■ Set exercise ■
Print each line exactly as it is given.

[Location labeling records]
-- Start --

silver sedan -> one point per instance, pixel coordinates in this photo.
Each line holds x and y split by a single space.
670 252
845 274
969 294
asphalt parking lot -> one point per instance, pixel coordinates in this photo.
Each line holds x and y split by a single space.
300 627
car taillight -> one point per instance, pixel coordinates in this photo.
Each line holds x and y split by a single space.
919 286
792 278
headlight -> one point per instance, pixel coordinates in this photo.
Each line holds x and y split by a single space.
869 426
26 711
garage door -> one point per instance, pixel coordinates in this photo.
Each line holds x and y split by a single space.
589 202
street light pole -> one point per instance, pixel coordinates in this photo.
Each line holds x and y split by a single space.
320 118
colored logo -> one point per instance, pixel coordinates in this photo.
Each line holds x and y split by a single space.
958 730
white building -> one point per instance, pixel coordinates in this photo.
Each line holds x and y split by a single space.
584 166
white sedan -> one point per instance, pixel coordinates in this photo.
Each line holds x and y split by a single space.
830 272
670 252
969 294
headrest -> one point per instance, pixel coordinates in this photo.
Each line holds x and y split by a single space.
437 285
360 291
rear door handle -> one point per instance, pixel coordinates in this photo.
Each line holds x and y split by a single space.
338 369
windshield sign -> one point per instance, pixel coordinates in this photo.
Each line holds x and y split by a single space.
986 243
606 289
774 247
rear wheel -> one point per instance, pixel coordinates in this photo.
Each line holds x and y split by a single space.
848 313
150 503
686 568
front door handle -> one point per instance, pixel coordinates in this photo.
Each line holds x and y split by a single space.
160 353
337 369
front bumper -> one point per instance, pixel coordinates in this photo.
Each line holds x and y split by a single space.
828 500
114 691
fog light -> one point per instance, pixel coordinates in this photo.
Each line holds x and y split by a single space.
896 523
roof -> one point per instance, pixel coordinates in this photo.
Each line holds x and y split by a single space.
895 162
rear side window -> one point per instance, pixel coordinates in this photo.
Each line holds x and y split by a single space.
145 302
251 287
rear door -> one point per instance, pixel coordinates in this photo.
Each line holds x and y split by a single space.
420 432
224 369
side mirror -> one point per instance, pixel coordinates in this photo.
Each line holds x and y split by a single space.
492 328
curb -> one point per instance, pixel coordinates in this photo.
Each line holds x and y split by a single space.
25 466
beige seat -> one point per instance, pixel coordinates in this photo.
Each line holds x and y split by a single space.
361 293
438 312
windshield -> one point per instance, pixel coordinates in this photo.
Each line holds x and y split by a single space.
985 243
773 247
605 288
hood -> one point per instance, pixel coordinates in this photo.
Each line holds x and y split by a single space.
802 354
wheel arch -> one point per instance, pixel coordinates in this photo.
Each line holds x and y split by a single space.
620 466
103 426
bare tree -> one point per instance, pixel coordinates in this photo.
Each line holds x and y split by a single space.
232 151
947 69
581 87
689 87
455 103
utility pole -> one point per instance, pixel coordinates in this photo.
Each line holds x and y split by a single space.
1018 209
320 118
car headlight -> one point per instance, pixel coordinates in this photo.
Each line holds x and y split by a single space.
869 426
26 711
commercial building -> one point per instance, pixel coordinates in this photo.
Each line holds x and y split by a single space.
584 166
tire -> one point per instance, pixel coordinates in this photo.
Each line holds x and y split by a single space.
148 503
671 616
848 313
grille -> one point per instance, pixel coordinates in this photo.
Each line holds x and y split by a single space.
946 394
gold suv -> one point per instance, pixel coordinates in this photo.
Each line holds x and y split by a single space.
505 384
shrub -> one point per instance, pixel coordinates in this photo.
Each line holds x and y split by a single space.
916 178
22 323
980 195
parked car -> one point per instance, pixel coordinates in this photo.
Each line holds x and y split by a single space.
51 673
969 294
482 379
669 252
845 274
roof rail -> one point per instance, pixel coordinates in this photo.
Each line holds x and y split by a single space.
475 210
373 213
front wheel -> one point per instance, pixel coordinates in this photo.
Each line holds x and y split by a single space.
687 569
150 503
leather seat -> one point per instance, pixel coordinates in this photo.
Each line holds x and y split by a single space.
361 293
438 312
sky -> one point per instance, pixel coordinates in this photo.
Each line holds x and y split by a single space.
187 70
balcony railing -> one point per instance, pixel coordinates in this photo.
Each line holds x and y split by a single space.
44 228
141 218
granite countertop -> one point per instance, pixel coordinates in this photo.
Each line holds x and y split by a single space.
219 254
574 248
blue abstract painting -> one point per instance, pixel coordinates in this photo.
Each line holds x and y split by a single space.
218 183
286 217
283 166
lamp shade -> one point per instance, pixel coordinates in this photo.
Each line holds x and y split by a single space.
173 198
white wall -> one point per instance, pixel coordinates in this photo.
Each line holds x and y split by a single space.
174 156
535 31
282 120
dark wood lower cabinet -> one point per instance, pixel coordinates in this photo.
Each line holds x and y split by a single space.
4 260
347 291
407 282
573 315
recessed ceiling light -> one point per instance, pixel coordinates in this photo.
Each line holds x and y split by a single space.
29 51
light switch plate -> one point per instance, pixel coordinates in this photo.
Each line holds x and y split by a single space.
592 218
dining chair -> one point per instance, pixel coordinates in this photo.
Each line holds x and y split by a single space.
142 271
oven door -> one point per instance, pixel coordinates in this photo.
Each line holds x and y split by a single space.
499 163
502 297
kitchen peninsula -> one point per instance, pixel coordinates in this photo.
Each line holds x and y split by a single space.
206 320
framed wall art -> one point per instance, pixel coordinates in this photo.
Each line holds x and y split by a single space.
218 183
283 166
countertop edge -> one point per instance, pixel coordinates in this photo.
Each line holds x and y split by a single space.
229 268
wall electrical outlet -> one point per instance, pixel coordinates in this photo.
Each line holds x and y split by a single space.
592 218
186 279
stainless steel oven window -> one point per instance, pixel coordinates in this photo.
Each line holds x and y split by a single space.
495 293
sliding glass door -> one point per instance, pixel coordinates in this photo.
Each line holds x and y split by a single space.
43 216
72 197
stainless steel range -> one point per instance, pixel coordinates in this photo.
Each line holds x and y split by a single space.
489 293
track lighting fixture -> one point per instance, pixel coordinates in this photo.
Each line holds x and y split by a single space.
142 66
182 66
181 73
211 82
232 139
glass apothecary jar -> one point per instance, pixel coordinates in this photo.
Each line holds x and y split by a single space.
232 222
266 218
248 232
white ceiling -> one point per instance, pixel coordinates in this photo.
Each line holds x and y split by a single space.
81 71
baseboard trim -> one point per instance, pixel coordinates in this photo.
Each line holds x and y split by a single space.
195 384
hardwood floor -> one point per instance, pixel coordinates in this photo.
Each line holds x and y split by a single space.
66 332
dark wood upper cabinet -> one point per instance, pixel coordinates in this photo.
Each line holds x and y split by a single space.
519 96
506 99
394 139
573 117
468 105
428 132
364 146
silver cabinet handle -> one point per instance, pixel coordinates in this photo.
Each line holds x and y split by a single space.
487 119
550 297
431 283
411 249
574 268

-- End --

■ Answer for this exercise ■
silver sedan -> one point per instance, pixel coordinates in this photo.
Each line holds x and y split by a single space.
670 252
845 274
969 294
asphalt parking lot -> one point per instance, pixel coordinates in this photo.
Each line holds x and y split by a single space.
300 627
car taillight -> one point per instance, pixel coordinates in this photo.
Each line holds x and y split by a single space.
919 286
792 278
headlight -> one point per instance, pixel coordinates in this photo.
Each line holds x and y split by a single space.
869 426
26 711
garage door -> one point per instance, pixel coordinates in this photo.
Each line holds x and y split by a single space.
589 202
street light pole -> one point per instance, pixel coordinates in this photo.
Each line holds x and y split by a single space.
320 118
colored logo -> one point per instance, pixel coordinates in this photo.
Each line holds x and y split by a single space.
958 730
white building -> one point per instance, pixel coordinates in this photo.
Each line holds x and y split by a single space.
584 166
white sedan -> one point per instance, pixel coordinates in this photo.
Each line holds x and y split by a single space.
830 272
670 252
969 294
headrest -> one point per instance, pixel coordinates in this photo.
Each line holds x and y split by a single space.
437 285
360 291
rear door handle -> one point per instance, pixel coordinates in this photo.
Each line holds x and y split by a single space.
338 369
windshield sign -> one point per instance, pixel coordinates in this photo.
Each line holds x and y split by a single space.
986 243
606 289
774 247
rear wheel -> one point per instance, pixel coordinates in this photo.
Each line holds x and y split by a single space.
848 313
150 503
686 568
front door handle -> one point per instance, pixel coordinates in this photo.
Each line holds x and y split by a single space.
160 353
337 369
front bumper -> one point per instance, pixel coordinates in this photo.
Each line holds x and y split by a single space.
828 500
114 691
fog light -> one point per instance, pixel coordinates in this photo.
Each line holds x and y split by a single space.
896 523
roof -> one point per instance, pixel coordinates in this photo.
Each line holds x and y split by a single space.
895 162
rear side window -> one point per instance, pixel coordinates in this photo.
Each line holds x and y split by a single space.
145 302
251 287
rear door -> one point per instance, pixel coordinates in this photo.
Each line holds x and y split by a single space.
420 432
224 369
side mirror -> one point per instance, pixel coordinates in this photo.
Each line holds x and y split by a single space.
492 328
curb -> one point per instance, pixel coordinates in this photo.
Each line holds x and y split by a single space.
25 466
beige seat -> one point per instance, pixel coordinates in this photo.
Each line holds x and y split by a single space.
361 293
438 312
windshield -> one point per instance, pixel coordinates in this photo.
Each line holds x and y split by a single space.
985 243
773 247
605 288
hood -> one point per instance, pixel coordinates in this photo.
Each line holds x and y split by a single space.
802 354
wheel arch -> one point per instance, pixel coordinates in this photo.
Each line holds x and y split by a single space.
620 466
103 426
bare tree -> one point per instance, pixel coordinates in this photo.
Each line holds x and y split by a single space.
232 151
947 69
581 87
689 87
455 103
utility pole -> one point per instance, pixel coordinates in this photo.
Each line holds x and y split by a single space.
1018 209
320 118
car headlight -> one point per instance, pixel coordinates in this photo.
Each line holds x and y split by a single space.
869 426
26 711
commercial building -> one point per instance, pixel coordinates in this photo.
Each line holds x and y split by a single space.
584 166
tire -> one point per instance, pixel coordinates in this photo.
Each line holds x and y split by a single space.
148 503
671 616
848 313
grille -> one point per instance, pixel coordinates in this photo.
Each line holds x and y split by a single space.
946 394
gold suv -> one point per instance, pixel coordinates in this photo.
Each line holds x and y split by a single space.
505 384
shrub -> one point per instance, pixel coordinates in this photo.
Each line holds x and y split by a single space.
916 178
22 323
980 195
parked car -> one point per instance, pixel coordinates in this photo.
Each line holds x and y split by a single space.
51 673
969 294
482 379
669 252
845 274
roof rail -> one point per instance, pixel coordinates in this photo.
Each line holds x and y split by a single space.
475 210
373 213
front wheel -> one point per instance, pixel coordinates in this photo.
Each line holds x and y split by a single space.
687 569
150 503
leather seat -> one point per instance, pixel coordinates in this photo.
Each line holds x and y split by a single space.
361 293
438 312
sky -> one point per instance, pixel coordinates in this photo.
Each line holds x and y split by a single space.
187 70
balcony railing -> one point per instance, pixel coordinates in this photo.
Each line holds x and y split by a single space.
44 228
141 218
granite countertop -> one point per instance, pixel coordinates in this photo.
Each line holds x and y split by a single space.
219 254
574 248
blue abstract painting -> one point per instance, pixel coordinates in this photo.
Each line holds x and y split by a single space.
218 183
286 217
283 166
lamp shade -> one point per instance, pixel coordinates in this photo.
Each line holds x and y split by a single space.
173 198
white wall -> one point per instance, pixel coordinates in this photo.
Each line holds x and y split by a single space.
174 156
535 31
282 120
dark wood lower cabinet -> one point per instance, pixel coordinates in this photo.
Each line holds x and y split by a single space.
4 260
347 291
407 282
573 315
recessed ceiling light -> one point per instance, pixel coordinates in this photo.
Each line holds x and y split by a single space.
29 51
light switch plate -> one point per instance, pixel coordinates in this photo.
Each line holds x and y split by a single space.
592 218
dining chair -> one point per instance, pixel coordinates in this photo.
Each line holds x and y split by a single space.
142 271
oven door -> one point per instance, pixel coordinates in this photo.
Each line holds x and y split by a single space.
499 163
502 297
kitchen peninsula -> one point per instance, pixel coordinates in this photo.
Each line holds x and y split by a single space.
206 320
framed wall art -> one point per instance, pixel coordinates in this photo.
Each line holds x and y split by a single space.
218 183
283 166
countertop edge -> one point per instance, pixel coordinates in this photo.
Each line holds x and y split by a single space.
229 268
wall electrical outlet -> one point per instance, pixel coordinates in this photo.
Each line holds x and y split by a single space.
592 218
186 279
stainless steel oven window -> one point per instance, pixel coordinates in this photo.
Each line holds x and y split by a single space.
495 293
sliding glass door -> one point per instance, pixel coordinates in this photo.
Each line holds x and y split by a single space.
43 216
72 197
stainless steel range -> one point per instance, pixel coordinates in this photo.
Each line holds x and y split by a single space.
489 293
track lighting fixture -> one point per instance, pixel coordinates in this photo.
Each line holds x and y split by a single space.
142 66
182 66
181 73
211 82
232 139
glass apothecary jar -> one point per instance, pixel coordinates in this photo.
Each line holds x and y split by a single space.
232 222
266 218
248 232
white ceiling -> one point per instance, pixel coordinates in this photo.
Each line holds x and y split by a single space.
81 71
baseboard trim -> one point per instance, pixel coordinates in this photo.
Each line holds x and y split by a single space.
195 384
hardwood floor -> one point per instance, pixel coordinates in this photo.
Each line holds x and y split by a single space.
66 332
dark wood upper cabinet -> one point per instance, pixel coordinates in this photo.
Each line holds x and y split by a single space.
519 96
506 99
394 139
573 117
468 105
428 132
364 146
silver cabinet handle -> one point per instance, pixel coordinates in this photo.
Each line holds x and y split by a single space.
487 119
550 297
431 283
411 249
574 268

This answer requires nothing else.